**Job**
Starting with the line that contains "Locate every instance of the black", reproduce each line through the end of the listing below, with no other output.

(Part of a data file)
* begin *
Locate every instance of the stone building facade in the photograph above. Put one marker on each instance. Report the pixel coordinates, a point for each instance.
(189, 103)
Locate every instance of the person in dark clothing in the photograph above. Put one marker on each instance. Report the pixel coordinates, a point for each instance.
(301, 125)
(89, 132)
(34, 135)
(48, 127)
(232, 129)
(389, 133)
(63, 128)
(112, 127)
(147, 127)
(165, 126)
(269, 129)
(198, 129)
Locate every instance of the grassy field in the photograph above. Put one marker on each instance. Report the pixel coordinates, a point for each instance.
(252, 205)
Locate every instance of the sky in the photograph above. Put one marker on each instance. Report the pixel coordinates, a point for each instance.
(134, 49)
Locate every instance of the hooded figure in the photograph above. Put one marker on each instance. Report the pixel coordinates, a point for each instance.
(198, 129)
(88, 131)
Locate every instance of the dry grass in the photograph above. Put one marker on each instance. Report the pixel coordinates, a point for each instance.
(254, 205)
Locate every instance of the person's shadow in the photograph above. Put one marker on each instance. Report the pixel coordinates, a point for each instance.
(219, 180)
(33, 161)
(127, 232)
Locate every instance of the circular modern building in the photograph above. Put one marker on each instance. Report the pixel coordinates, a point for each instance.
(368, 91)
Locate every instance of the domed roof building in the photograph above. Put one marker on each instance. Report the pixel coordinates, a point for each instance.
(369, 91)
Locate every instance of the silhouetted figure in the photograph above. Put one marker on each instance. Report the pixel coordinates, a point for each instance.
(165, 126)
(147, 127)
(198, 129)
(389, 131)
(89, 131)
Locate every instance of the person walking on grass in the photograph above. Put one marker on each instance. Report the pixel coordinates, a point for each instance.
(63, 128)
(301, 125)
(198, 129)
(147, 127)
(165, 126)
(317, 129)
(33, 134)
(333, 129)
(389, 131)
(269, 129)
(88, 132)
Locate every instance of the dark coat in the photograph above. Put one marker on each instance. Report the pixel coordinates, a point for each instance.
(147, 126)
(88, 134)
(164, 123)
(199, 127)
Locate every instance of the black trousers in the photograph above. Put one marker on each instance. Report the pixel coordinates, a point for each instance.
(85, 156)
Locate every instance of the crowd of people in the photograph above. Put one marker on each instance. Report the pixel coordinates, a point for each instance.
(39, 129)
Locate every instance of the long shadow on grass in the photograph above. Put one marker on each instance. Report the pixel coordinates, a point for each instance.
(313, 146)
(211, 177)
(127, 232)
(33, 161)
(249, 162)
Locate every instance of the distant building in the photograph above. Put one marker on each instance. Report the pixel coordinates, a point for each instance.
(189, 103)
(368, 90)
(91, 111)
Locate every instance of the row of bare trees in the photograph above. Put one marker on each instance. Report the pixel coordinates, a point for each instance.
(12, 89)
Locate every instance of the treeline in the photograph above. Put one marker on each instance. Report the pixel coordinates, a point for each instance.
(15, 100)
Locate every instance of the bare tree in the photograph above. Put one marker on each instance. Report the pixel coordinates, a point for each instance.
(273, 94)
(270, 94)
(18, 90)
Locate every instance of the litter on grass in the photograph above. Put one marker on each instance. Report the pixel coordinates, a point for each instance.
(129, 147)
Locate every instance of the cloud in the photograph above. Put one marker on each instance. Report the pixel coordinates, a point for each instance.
* end *
**Answer for the task**
Locate every instance of the black trousers in the photograph above. Put one marker on each instance. Report the pixel coordinates, a point for each instance.
(85, 156)
Locate every instance of the crowd of people in the photograph above. Put one marker on each instance. Report the pixel coordinates, a point for each instance.
(39, 129)
Locate every instance of the long shadow on grass in the photograph above. Put one marker on each instance. Report the pixel coordinates, a point for each instance.
(313, 146)
(211, 177)
(127, 232)
(33, 161)
(249, 162)
Locate every instance of the distant building in the photograph above. Put one marker on each instance. Report the pixel coordinates, a point for each instance.
(189, 103)
(368, 90)
(91, 111)
Locate every instance of the row of bare trees in the photograph above. Put one marker on each instance. Report the pixel coordinates, a point for each instance.
(12, 89)
Locate every instance of the treeline in the photograph above. Put one marker on each instance. Report the pixel coordinates, a point for each instance.
(15, 100)
Locate every instance of the bare tree in the photograph above. Put one marker on each instance. Report the pixel coordinates, a point for each instance.
(273, 94)
(270, 94)
(18, 90)
Locate every instance of the litter on grass in the photograph above. Put one marker on each instance. Report the pixel coordinates, a point for each instance.
(129, 147)
Locate every instance of the cloud in the photograph above. Put one marker on each instance. Report the pixel coordinates, a point for each instance.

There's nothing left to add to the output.